Referring expression grounding data:
********

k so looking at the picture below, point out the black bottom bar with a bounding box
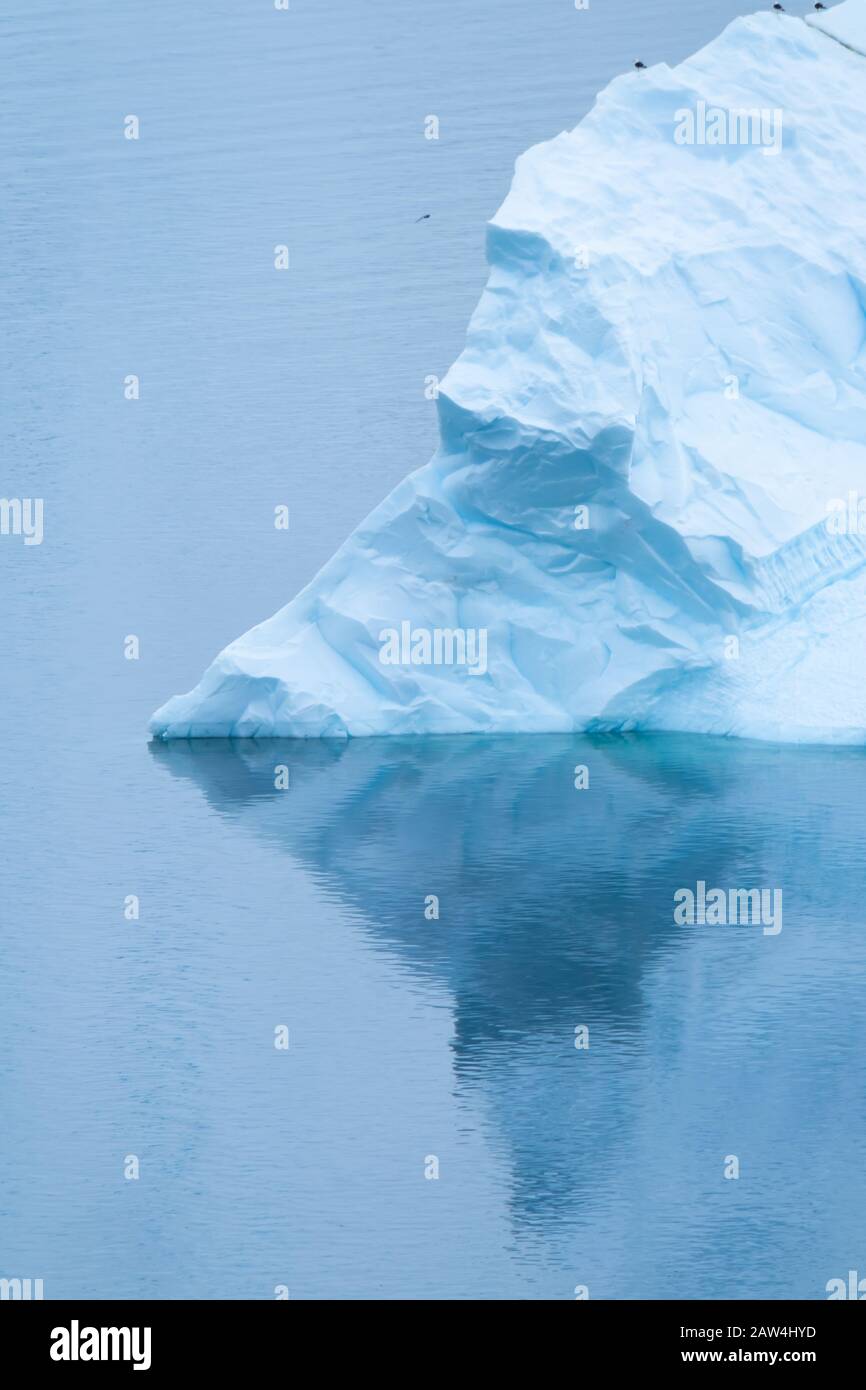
[1,1299,861,1375]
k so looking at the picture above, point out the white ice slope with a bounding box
[152,2,866,743]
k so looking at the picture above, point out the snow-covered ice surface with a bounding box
[152,2,866,743]
[807,0,866,55]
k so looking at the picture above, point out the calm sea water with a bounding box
[2,0,863,1300]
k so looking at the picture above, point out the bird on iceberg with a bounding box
[634,60,646,69]
[772,3,784,11]
[814,2,826,8]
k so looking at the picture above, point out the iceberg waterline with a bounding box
[152,2,866,744]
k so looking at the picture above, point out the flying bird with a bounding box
[415,213,431,222]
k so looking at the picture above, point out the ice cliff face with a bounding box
[152,2,866,743]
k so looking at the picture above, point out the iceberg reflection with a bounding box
[151,733,866,1296]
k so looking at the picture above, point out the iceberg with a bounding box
[151,1,866,744]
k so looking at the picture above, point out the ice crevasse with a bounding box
[152,1,866,744]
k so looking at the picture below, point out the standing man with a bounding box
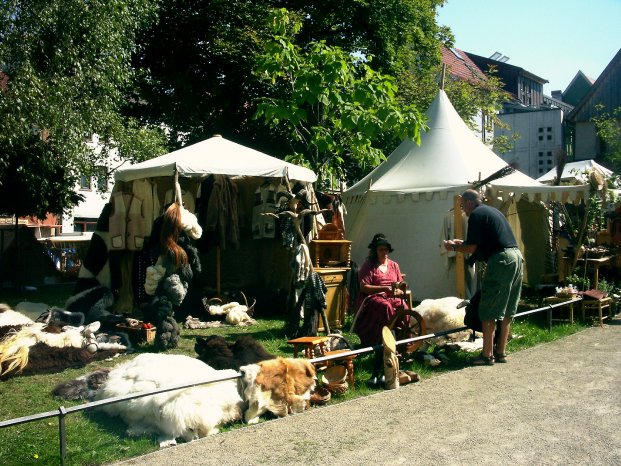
[443,189,523,365]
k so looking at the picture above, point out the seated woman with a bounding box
[353,233,409,348]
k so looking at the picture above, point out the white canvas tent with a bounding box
[110,135,318,298]
[537,159,613,184]
[115,135,316,183]
[344,90,589,300]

********

• [Exercise objective]: Write out all of the records above. Keep them exact and leave out the pictures.

• [Exercise output]:
k so looking at the picture below, point out the black bottom bar with a bounding box
[1,1299,861,1375]
k so looking at the picture above, point out the white ice slope with a bounding box
[152,2,866,743]
k so looking at the picture above, point out the snow-covered ice surface with a bounding box
[152,2,866,743]
[807,0,866,55]
k so looking at the picture above, point out the calm sea water with a bounding box
[2,0,863,1300]
k so looking at the picture above, point out the bird on iceberg with a bounding box
[634,60,646,69]
[772,3,784,11]
[814,2,826,8]
k so looking at the picture above, point out the iceberg waterline with a bounding box
[152,2,866,744]
k so looking at the picture above, point out the flying bird with a bounding box
[415,213,431,222]
k so looking at the picture above, point out the ice cliff face with a bounding box
[152,2,866,743]
k so looking at the picture above, point out the iceberg reflection with a bounding box
[151,733,866,1296]
k so looking at the picture above, point out the iceberg with a bounding box
[151,1,866,744]
k so looking at the picture above, point out the ice crevasse with a bounding box
[152,1,866,744]
k so looking at the picture below, point out the standing man with a bounding box
[443,189,523,365]
k so looking at the picture above, point out the seated woman with a bounding box
[353,233,409,348]
k so looking at the picture above, point out the white canvas tent with a bounding box
[110,135,318,298]
[537,159,613,184]
[115,135,316,183]
[344,90,589,300]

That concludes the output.